§ QUOTED PASSAGE
>>
Introduced by TONY BENN

Published 10th April 2011



TONY BENN in conversation with PAUL MASON at the Southbank Centre on WINSTANLEY, the Diggers and English radicalism.

Monday 23rd May, 2011

Part of the Festival ofBritain

More information and tickets:

”Sick to death of the royal wedding? Then where better to take refuge than in the radical ruminations of Gerrard Winstanley, the voice of revolutionary republican England?…a useful and inspiring collection” — SOCIALIST REVIEW

”With house prices at ridiculous levels and employment plummeting, perhaps this neat introduction to Winstanley’s writings could provide an excellent instruction manual for a new breed of 21st century Digger?” —  MORNING STAR

In Spring 1649, at the end of the English Civil War, Gerrard Winstanley and his comrades, the Diggers, went to St George’s Hill to farm the common land and to distribute the food amongst themselves. Winstanley’s extraordinary writings from this period have remained a huge influence for many on the left, and are cited as some of the earliest examples of communist thought.
<<
§ DATA SHOWN
>>
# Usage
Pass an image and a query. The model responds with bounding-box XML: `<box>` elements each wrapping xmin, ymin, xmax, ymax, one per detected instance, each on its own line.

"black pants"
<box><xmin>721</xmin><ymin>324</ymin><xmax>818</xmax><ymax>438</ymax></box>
<<
§ WHAT IS ASKED
1/ Decide whether each statement agrees with the Winstanley text: (a) the Diggers went to St George's Hill in Spring 1649; (b) the conversation at the Southbank Centre was held on a Saturday; (c) the Morning Star called the book "a useful and inspiring collection." Answer yes or no for each and quote the words of the Winstanley text that settle it.
2/ Carry on writing the Winstanley text, starting after its last sentence.

§ ANSWERS
1/
(a) Yes: "In Spring 1649, at the end of the English Civil War, Gerrard Winstanley and his comrades, the Diggers, went to St George’s Hill to farm the common land"
(b) No: "Monday 23rd May, 2011"
(c) No: "a useful and inspiring collection” — SOCIALIST REVIEW"

2/
Legendary voice of the left, Tony Benn, introduces this collection of Winstanley’s work and shows how it still has the power to inspire us to turn our world upside down. Benn credits the Diggers, along with the Levellers, with helping to launch into the public domain ideas about freedom, equality and democracy which, though now regarded as normal were then hugely threatening of the status quo, and are “some of the most important radical ideas of all time.”

Winstanley and the Diggers saw the earth and its natural resources as belonging to all mankind, a “common treasury”.  Since the 15th century, the enclosure of land by private landlords had meant that the poor were unable to farm and increasingly had to rely on wage labour. The Diggers attempted to seize the revolutionary moment to reclaim these common rights to the land through both argument and direct action.  Protestant agrarian socialists, the Diggers are an example of the long-standing relationship between Christianity and radicalism.

Emerging at the end of the English Civil War, the Diggers started their colony at St George’s Hill on 1st April 1649, just two months after the King, Charles I had gone to the scaffold. While the Diggers were ultimately unsuccessful in reclaiming the common land and destroying the system of “enclosures”, Winstanley’s ideas resonate to this day.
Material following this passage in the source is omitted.